§ DOCUMENT PASSAGE
--- START ---

Defining “liveable” — a glimpse at Gaza

This week’s guest writer is Anna Johnson, Connecting Peoples Coordinator for MCC Palestine. Originally from Iowa City, Iowa, she studied International Affairs at George Washington University in Washington DC.

During my visit to Gaza in January, the words of a 2012 UN report questioning whether Gaza will be ‘a liveable place’ by 2020 echoed in my mind. The report, which looked at current and projected economic circumstances, population levels, and access to water, education, and health, concluded that “there will be virtually no reliable access to sources of safe drinking water, standards of healthcare and education will have continued to decline, and the vision of affordable and reliable electricity for all will have become a distant memory.” Looking out the car window and seeing so many children and families, I wondered, “What does a place need in order to be ‘liveable’?”

Amna Abu Halima and her daughters, along with MCC Palestine worker Jessy Hampton. (Photo credit Anna Johnson)

--- END ---

§ WHAT IS BEING ASKED
Answer these questions from the Gaza guest post.
1. Where is Anna Johnson originally from?
2. In what year did the UN report questioning Gaza's future come out?
3. Who appears in the photo with Amna Abu Halima and her daughters?

§ RECORDED DATA
--- START ---

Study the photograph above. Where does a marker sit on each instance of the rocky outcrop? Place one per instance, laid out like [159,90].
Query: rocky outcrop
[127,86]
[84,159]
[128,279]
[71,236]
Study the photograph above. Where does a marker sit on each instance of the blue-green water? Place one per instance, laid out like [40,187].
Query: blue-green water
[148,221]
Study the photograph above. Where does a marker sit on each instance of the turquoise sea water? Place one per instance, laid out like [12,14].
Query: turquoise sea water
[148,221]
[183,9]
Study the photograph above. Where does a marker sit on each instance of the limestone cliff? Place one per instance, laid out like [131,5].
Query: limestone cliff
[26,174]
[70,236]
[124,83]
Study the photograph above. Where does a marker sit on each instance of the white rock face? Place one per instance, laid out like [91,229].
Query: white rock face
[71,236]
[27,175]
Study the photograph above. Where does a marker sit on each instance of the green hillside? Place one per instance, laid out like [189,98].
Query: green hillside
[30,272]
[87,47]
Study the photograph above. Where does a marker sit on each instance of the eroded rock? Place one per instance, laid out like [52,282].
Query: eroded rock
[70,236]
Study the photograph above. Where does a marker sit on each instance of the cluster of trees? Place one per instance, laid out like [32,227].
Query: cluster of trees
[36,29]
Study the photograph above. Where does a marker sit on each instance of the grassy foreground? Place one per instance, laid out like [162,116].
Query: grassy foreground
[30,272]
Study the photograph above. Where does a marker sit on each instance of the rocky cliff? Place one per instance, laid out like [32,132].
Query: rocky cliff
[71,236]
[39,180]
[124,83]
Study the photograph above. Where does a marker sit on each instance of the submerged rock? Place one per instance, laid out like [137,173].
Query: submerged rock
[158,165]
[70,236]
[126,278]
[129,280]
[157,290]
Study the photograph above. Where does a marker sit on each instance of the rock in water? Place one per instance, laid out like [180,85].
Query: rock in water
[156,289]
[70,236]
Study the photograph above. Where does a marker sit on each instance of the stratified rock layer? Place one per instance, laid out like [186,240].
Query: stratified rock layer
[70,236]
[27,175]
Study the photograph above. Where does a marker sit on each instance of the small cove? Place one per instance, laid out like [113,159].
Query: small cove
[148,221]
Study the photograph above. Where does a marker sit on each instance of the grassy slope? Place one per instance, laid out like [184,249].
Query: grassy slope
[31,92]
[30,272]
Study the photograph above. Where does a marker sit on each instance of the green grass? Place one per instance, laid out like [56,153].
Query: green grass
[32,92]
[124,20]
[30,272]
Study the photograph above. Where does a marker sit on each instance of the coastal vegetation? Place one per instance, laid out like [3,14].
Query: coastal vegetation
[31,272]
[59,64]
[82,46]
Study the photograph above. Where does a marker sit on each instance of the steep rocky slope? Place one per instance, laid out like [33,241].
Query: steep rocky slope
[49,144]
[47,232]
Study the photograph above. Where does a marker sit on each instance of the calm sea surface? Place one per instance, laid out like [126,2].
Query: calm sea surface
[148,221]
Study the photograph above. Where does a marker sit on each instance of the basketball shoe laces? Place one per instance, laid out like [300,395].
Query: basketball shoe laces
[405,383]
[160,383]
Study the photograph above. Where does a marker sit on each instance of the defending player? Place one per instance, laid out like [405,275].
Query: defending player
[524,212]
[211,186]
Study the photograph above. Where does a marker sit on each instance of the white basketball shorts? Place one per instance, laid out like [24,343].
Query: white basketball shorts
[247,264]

--- END ---

§ TASK SOLUTION
1. Iowa City, Iowa
2. 2012
3. Jessy Hampton, an MCC Palestine worker